- DIRECTIONS FOR THIS TASK -
Nothing but the lines from the one containing "Tag the tree" to the end of the data should be returned, each exactly as written.

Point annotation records
──────
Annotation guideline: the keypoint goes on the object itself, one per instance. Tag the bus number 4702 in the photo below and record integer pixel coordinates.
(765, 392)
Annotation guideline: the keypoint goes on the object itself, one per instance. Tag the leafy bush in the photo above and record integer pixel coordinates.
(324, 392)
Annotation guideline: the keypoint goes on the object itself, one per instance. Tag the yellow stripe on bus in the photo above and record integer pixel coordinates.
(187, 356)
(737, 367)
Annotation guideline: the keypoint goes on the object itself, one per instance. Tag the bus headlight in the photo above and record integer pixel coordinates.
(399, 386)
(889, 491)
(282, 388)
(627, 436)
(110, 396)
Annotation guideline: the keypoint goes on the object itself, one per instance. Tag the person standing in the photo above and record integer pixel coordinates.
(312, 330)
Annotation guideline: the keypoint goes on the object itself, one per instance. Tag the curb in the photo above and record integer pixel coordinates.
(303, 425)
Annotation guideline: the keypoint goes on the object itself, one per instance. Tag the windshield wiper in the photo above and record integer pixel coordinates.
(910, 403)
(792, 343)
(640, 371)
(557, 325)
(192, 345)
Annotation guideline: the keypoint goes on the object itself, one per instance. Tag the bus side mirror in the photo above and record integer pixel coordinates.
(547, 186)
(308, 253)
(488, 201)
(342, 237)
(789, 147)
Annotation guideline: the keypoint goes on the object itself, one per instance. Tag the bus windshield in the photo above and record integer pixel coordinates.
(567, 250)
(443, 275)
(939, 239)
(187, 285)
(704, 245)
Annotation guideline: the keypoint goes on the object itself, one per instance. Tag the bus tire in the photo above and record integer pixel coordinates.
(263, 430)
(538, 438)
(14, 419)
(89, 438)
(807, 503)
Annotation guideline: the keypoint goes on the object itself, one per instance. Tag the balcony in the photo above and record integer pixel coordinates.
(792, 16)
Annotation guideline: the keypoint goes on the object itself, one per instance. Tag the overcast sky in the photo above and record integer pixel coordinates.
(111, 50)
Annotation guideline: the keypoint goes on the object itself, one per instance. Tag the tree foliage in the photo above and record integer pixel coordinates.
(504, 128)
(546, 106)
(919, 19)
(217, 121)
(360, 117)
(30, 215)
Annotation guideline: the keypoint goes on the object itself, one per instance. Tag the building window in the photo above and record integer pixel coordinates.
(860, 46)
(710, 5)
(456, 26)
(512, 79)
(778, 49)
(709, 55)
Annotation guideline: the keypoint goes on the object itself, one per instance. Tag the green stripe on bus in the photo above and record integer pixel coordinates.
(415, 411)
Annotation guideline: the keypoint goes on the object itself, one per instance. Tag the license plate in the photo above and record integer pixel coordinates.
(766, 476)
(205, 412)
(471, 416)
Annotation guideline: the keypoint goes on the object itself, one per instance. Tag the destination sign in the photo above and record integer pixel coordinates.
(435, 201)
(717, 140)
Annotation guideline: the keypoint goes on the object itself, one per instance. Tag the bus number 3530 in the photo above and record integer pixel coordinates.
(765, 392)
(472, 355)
──────
- TASK SOLUTION -
Annotation guideline: the keypoint goes on the object itself, one per instance. Tag the tree foliage in the photo above and record integer pixel coordinates.
(504, 128)
(546, 106)
(919, 19)
(217, 121)
(360, 117)
(30, 215)
Annotation guideline: the keypoint goes on the object itself, one per instance. Tag the building window in the photo above and record integer pixel coordinates.
(860, 46)
(710, 5)
(456, 26)
(512, 79)
(778, 49)
(709, 55)
Annotation guideline: the keypoint goes on the object itself, one per instance. Tag the green stripe on bus in the photo above and record integer pixel coordinates.
(415, 411)
Annotation guideline: the keypoint goes on the object itself, one per instance. Tag the license plate in the photo above and record integer pixel coordinates.
(766, 476)
(205, 412)
(471, 416)
Annotation guideline: the keypoint goes on the object itself, one per instance. Tag the destination sign in the photo above and record integer pixel coordinates.
(435, 201)
(717, 140)
Annotation guideline: the keypoint goes on the object itself, one per instance. Tag the bus number 3530 in the photo above and record integer pixel coordinates.
(765, 392)
(472, 355)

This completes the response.